- _EXCERPTED TEXT_:
◆ ◆ ◆ ◆ ◆

In 2009, Block agreed to take part in an anti-drugs campaign for the government. He revealed that back in 1996 he had picked up various illnesses and said that doctors had told him to change his life immediately – otherwise, he would have "two weeks to live" Speaking in 1997 about this, he said of detox: "It's been hard. You have to make a decision. Make it and then there’s no going back." He now has undertaken numerous training courses including City & Guilds in Health & Social Care, Smart Recovery (Train the Trainer), Life Coaching, Goal Mapping Practitioner, Stress Management Society (Train the Trainer) to date.

From 2010 until 2015, he worked with Blenheim the London drug and alcohol treatment service as a project worker. From January 2016, he took on a job as a project worker for the NHS, working with people who have multiple complex needs. This was a 12 month pilot which received rave reviews. From 2017 to the present day, he has been showcasing inspirational people who have made dramatic and significant changes in the face of adversity, via Facebook live interviews and by using his Facebook page creation 'Happy Days for Everyone'. He now works as a Stress Management and Goal Mapping Coach with various agencies and services to improve peoples lives and raise awareness around mental health issues.

During detox, he was forced to take six months off from the DJ circuit in 1996. As his health improved the following year, so did his fortunes. In October 1997, he became a radio presenter alongside his old friend Alex P, presenting a show on Kiss 100. Later, he had three singles released under his Blockster alias – "Something Goin' On", "Grooveline" and "You Should Be..", all of which were released by Ministry of Sound. His version of the Bee Gees' "You Should Be Dancing" reached number 3 on the UK Singles Chart in January 1999, and his version of Heatwave's "The Groove Line" reached number 18 in July 1999.

◆ ◆ ◆ ◆ ◆

- _Data extracted from a collection_:

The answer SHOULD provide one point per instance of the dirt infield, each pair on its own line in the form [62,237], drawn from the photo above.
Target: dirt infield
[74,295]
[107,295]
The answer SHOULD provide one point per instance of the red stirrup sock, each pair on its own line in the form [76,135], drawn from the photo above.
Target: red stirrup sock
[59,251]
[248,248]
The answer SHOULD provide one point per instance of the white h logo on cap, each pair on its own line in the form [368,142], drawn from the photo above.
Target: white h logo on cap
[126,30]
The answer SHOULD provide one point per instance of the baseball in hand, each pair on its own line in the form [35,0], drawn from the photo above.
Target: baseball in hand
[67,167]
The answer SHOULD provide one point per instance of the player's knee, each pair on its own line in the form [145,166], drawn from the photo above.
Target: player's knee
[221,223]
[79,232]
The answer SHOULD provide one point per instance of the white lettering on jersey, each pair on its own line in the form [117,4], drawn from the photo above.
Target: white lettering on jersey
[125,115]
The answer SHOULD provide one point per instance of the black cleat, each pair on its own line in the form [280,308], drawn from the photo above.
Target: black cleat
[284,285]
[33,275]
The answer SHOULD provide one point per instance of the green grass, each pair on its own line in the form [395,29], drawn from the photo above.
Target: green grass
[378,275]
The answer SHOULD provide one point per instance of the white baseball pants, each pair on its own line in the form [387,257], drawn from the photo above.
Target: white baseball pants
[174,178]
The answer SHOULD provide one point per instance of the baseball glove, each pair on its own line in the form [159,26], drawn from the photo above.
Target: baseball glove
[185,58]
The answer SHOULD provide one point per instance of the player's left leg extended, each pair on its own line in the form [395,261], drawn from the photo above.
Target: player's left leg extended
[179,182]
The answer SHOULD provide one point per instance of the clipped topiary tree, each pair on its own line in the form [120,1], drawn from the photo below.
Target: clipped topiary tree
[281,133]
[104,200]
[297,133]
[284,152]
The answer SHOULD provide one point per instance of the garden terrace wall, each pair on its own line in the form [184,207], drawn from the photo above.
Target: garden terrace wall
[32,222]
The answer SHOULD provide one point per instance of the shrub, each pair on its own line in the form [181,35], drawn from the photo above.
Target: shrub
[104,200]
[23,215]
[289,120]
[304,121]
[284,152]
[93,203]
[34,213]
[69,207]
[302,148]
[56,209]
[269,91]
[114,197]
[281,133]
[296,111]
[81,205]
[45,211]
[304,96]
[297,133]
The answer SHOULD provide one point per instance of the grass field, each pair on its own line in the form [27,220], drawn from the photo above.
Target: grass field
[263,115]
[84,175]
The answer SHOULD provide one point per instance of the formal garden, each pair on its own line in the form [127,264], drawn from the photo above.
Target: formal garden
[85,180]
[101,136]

◆ ◆ ◆ ◆ ◆

- _TO-DO LIST_:
(1) Set down the part of the text about Block starting at "From 2010 until" and ending at "mental health issues.".
(2) Which training courses does the text about Block say he has undertaken?
None of the rows are needed here.

- _ANSWERS PER TASK_:
(1)
From 2010 until 2015, he worked with Blenheim the London drug and alcohol treatment service as a project worker. From January 2016, he took on a job as a project worker for the NHS, working with people who have multiple complex needs. This was a 12 month pilot which received rave reviews. From 2017 to the present day, he has been showcasing inspirational people who have made dramatic and significant changes in the face of adversity, via Facebook live interviews and by using his Facebook page creation 'Happy Days for Everyone'. He now works as a Stress Management and Goal Mapping Coach with various agencies and services to improve peoples lives and raise awareness around mental health issues.

(2)
City & Guilds in Health & Social Care
Smart Recovery (Train the Trainer)
Life Coaching
Goal Mapping Practitioner
Stress Management Society (Train the Trainer)